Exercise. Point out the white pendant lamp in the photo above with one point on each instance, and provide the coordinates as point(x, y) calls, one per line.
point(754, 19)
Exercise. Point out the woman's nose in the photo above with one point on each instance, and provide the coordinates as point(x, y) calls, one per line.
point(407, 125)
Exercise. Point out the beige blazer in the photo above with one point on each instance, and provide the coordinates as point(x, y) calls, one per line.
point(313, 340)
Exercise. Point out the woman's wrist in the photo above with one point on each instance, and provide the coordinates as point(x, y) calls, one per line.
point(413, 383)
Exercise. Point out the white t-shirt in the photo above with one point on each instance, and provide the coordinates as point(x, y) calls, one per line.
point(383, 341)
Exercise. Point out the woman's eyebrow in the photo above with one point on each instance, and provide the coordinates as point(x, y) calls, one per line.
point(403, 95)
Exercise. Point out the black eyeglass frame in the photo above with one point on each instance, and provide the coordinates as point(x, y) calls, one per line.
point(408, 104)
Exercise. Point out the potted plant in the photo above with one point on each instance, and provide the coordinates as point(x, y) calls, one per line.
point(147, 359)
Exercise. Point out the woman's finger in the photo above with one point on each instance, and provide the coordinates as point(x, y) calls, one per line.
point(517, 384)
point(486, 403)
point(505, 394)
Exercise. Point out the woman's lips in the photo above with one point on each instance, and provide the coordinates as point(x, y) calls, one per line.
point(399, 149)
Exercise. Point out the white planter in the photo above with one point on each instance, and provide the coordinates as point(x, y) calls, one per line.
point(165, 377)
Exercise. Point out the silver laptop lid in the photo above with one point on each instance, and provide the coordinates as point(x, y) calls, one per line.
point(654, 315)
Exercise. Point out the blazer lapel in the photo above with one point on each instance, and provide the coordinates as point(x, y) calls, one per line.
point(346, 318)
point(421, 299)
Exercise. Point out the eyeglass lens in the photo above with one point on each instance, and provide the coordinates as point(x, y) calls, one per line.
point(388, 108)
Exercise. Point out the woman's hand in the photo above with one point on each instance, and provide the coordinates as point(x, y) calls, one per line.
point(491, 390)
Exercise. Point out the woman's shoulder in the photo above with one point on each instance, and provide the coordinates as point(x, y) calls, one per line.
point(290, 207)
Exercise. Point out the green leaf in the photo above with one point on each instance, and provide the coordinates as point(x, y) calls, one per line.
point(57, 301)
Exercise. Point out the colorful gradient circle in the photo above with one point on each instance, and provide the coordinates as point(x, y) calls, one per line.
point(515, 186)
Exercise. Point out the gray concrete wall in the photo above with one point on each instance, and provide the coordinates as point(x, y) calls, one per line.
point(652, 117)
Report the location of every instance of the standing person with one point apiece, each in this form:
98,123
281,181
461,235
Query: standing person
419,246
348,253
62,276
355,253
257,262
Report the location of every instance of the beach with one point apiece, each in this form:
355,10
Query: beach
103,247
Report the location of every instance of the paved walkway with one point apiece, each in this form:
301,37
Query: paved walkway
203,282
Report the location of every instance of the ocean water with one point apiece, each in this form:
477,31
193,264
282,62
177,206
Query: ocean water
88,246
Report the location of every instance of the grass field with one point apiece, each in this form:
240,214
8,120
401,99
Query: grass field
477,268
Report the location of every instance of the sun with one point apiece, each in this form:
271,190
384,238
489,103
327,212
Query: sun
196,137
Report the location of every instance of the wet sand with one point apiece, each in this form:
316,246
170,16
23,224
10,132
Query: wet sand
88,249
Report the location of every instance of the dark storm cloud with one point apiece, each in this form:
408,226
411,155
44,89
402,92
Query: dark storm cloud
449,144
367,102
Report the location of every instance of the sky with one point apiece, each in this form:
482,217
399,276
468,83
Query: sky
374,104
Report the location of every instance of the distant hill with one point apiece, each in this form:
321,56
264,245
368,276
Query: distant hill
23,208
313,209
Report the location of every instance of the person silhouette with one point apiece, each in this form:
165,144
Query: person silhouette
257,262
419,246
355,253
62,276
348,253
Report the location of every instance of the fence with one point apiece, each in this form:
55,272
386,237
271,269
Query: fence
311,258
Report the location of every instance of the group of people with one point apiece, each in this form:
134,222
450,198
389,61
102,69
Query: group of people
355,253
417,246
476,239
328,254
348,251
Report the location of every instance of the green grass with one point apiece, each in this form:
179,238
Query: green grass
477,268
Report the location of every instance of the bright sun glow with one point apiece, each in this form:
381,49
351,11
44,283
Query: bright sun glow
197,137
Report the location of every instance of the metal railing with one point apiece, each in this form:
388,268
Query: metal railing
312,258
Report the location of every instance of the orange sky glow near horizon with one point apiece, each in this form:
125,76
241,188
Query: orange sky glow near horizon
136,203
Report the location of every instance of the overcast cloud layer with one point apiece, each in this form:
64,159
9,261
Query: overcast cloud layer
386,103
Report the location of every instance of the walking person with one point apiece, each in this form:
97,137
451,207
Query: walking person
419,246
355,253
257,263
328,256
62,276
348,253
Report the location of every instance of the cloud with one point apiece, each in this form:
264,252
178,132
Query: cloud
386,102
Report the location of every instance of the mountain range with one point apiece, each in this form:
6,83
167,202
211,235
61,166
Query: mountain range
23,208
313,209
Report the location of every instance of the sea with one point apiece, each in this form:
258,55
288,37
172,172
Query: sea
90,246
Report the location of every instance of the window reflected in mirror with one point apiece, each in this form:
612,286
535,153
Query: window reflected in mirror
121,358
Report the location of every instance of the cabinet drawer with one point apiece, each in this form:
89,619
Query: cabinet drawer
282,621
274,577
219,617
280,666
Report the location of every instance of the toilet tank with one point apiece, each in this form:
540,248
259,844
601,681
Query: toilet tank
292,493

- [Required work] Please write out all of the rows above again, word for word and in the same order.

- [Response]
Exercise. Point out the white pendant lamp in the photo above with one point on each instance, and provide the coordinates as point(x, y) calls, one per line.
point(754, 19)
Exercise. Point out the woman's nose in the photo above with one point on each instance, and provide the coordinates as point(x, y) calls, one per line.
point(407, 125)
Exercise. Point out the beige blazer in the photo above with one point on each instance, and provide the coordinates as point(x, y) calls, one per line.
point(313, 340)
Exercise. Point out the woman's wrist in the photo above with one point on each instance, and provide the coordinates as point(x, y) calls, one per line.
point(413, 383)
Exercise. Point out the white t-shirt in the photo above with one point on each instance, and provide the coordinates as point(x, y) calls, one per line.
point(383, 341)
Exercise. Point out the woman's eyebrow in the photo above with one point on each instance, and provide the coordinates as point(x, y) calls, one per line.
point(403, 95)
Exercise. Point out the black eyeglass frame in the photo above with one point on each instance, and provide the coordinates as point(x, y) calls, one per line.
point(408, 104)
Exercise. Point out the potted plant in the photo above with one point on each instance, and provide the coordinates as point(x, y) calls, one per line.
point(147, 359)
Exercise. Point out the woman's finger in the photo above with one point on each instance, and provide the coordinates as point(x, y) calls, one per line.
point(517, 384)
point(486, 403)
point(505, 394)
Exercise. Point out the woman's lips in the photo above with one point on each instance, and provide the coordinates as point(x, y) calls, one per line.
point(399, 149)
Exercise. Point out the white planter in the photo above with one point on each instance, and provide the coordinates as point(x, y) calls, one per line.
point(165, 377)
Exercise. Point out the silver laptop lid in the photo above with one point on each instance, and provide the coordinates as point(x, y) calls, one per line.
point(654, 315)
Exercise. Point out the blazer lapel in the photo above with one point on each instance, and provide the coordinates as point(x, y) calls, one per line.
point(346, 318)
point(421, 299)
Exercise. Point out the eyeglass lens in the photo above with one point on each instance, and provide the coordinates as point(x, y) calls, one per line.
point(388, 108)
Exercise. Point out the woman's hand in the photo above with one point on each instance, and provide the coordinates as point(x, y) calls, one per line.
point(491, 390)
Exercise. Point out the woman's shoulder in the photo above with one point on each instance, and provide the coordinates as point(x, y) calls, one per line.
point(290, 207)
Exercise. Point out the green leaf in the photo above with one point on each instance, and provide the coordinates as point(x, y) calls, one per line.
point(57, 301)
Exercise. Point out the colorful gradient circle in the photo above with one point on each instance, and provide the coordinates as point(x, y) calls, one per line.
point(515, 186)
Exercise. Point out the gray concrete wall in the photo above with one point on each instance, and provide the coordinates as point(x, y) calls, one per line.
point(652, 117)
Report the location of every instance of the standing person with one point apiece, each in this form:
98,123
281,181
461,235
Query: standing person
419,246
348,253
62,276
355,253
257,262
Report the location of every instance of the beach with one point apiece, each in this form:
355,10
Query: beach
103,247
Report the location of every instance of the paved walkway with one point apiece, each in this form:
301,37
Query: paved walkway
203,282
Report the location of every instance of the ocean water with one point apiece, each in this form:
477,31
193,264
282,62
177,206
Query: ocean water
88,246
Report the location of every instance of the grass field with one point apiece, each in this form:
240,214
8,120
401,99
Query: grass field
477,268
Report the location of every instance of the sun with one point apiece, each in this form:
271,190
384,238
489,103
327,212
Query: sun
196,137
Report the location of every instance of the wet sand with one point apiece, each in this form:
316,246
170,16
23,224
10,132
Query: wet sand
88,249
Report the location of every instance of the dark storm cloud with one point apiece, each in this form:
408,226
411,155
44,89
402,92
Query: dark storm cloud
449,144
367,102
Report the location of every instance of the sky with one point apiece, each in this form:
482,217
399,276
468,83
Query: sky
374,104
Report the location of every instance of the distant hill with one point apiece, each in this form:
321,56
264,245
368,276
Query: distant hill
23,208
313,209
Report the location of every instance of the person silhouette with one point apiece, each in this form:
165,144
Query: person silhouette
257,262
419,246
355,253
62,276
348,253
Report the location of every instance of the fence with one point apiece, each in this form:
55,272
386,237
271,269
Query: fence
311,258
Report the location of every instance of the group of people with one point apiece, each in this form:
134,222
450,198
389,61
102,69
Query: group of people
355,253
417,246
476,239
328,254
348,251
Report the location of every instance of the green grass with one point apiece, each in this form:
179,238
Query: green grass
477,268
Report the location of every instance of the bright sun glow with one point apiece, each in this form:
381,49
351,11
44,283
Query: bright sun glow
197,137
Report the location of every instance of the metal railing with one point apiece, each in this form:
388,268
Query: metal railing
312,258
Report the location of every instance of the orange sky glow near horizon with one point apiece, each in this form:
125,76
241,188
Query: orange sky glow near horizon
136,203
Report the location of every instance of the overcast cloud layer with one point apiece, each in this form:
64,159
9,261
Query: overcast cloud layer
386,103
Report the location of every instance of the walking person with one point apiece, each in this form:
97,137
451,207
Query: walking person
419,246
355,253
257,263
328,256
62,276
348,253
Report the location of every instance of the cloud with one point apiece, each in this form:
264,252
178,132
Query: cloud
386,102
Report the location of every instance of the mountain range with one point apiece, each in this form:
6,83
167,202
211,235
61,166
Query: mountain range
23,208
313,209
Report the location of every instance of the sea with one point apiece, each in this form:
258,55
288,37
172,172
Query: sea
90,246
Report the location of every instance of the window reflected in mirror with one point apiece, each in this form:
612,286
535,153
Query: window reflected in mirror
121,358
Report the location of every instance of the cabinet drawer with one point apiece, each in this form:
89,619
Query: cabinet drawer
282,621
274,577
219,617
280,666
Report the location of every instance of the toilet tank with one point apiece, each in this form:
540,248
259,844
601,681
Query: toilet tank
292,493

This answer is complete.